> Excerpt
A couple years ago I worked as a marketing director at an email software
company that had a product (that won Comdex's best product award) that
was a "universal inbox" because ... it could download email from any
(AOL, Compuserve, Prodigy, etc.) online service.  Clearly a different
paradigm than the Netscape/Cooltalk or MS Netmeeting paradigm that has
been evoked in response to Chris O'Leary's musings.  What changed the
paradigm?

I had an experience when working with an engineer friend that gave me a
clue.  While we were using Cooltalk's white-board, I became bored in
about 5 minutes.  I said "This isn't as useful as email." to which my
friend replied "Whaaaaaaaaat are you talking about!"  And from there we
drilled into why I was bored and why he was thrilled and how both could
happen on the same internet connection.  Bottom line: working style.

I'm an asynchronous person.  I want to think up, write down, send, and
forget.  My friend on the other hand, is from a long tradition of
engineers arguing while they scribble equations or technical diagrams on
the same piece of paper.  In short my friend's working style is very
synchronous.  Email is what bores him.

> Dataset extract

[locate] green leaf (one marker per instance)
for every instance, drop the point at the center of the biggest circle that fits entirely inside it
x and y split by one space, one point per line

> Set task 1
Reproduce the section of the email working-style passage starting at "A couple years" and ending at "line: working style.".
> Set task 2
Please condense the paragraph of the email working-style passage that begins "I had an experience when working with an engineer friend" into a shorter version that keeps its main facts.
> Set task 3
For each statement, decide whether it agrees with the email working-style passage. Answer yes or no and quote the deciding words. (a) The writer's friend finds email boring. (b) The email product could download email only from AOL. (c) The writer describes themselves as a synchronous person.

> Output 1
A couple years ago I worked as a marketing director at an email software
company that had a product (that won Comdex's best product award) that
was a "universal inbox" because ... it could download email from any
(AOL, Compuserve, Prodigy, etc.) online service.  Clearly a different
paradigm than the Netscape/Cooltalk or MS Netmeeting paradigm that has
been evoked in response to Chris O'Leary's musings.  What changed the
paradigm?

I had an experience when working with an engineer friend that gave me a
clue.  While we were using Cooltalk's white-board, I became bored in
about 5 minutes.  I said "This isn't as useful as email." to which my
friend replied "Whaaaaaaaaat are you talking about!"  And from there we
drilled into why I was bored and why he was thrilled and how both could
happen on the same internet connection.  Bottom line: working style.

> Output 2
While using Cooltalk's white-board with an engineer friend, the writer got bored within about five minutes and said it wasn't as useful as email. The friend strongly disagreed. The two looked into why one was bored and the other thrilled on the same internet connection. They concluded that the difference came down to working style.

> Output 3
(a) Yes: "Email is what bores him."
(b) No: "it could download email from any (AOL, Compuserve, Prodigy, etc.) online service."
(c) No: "I'm an asynchronous person."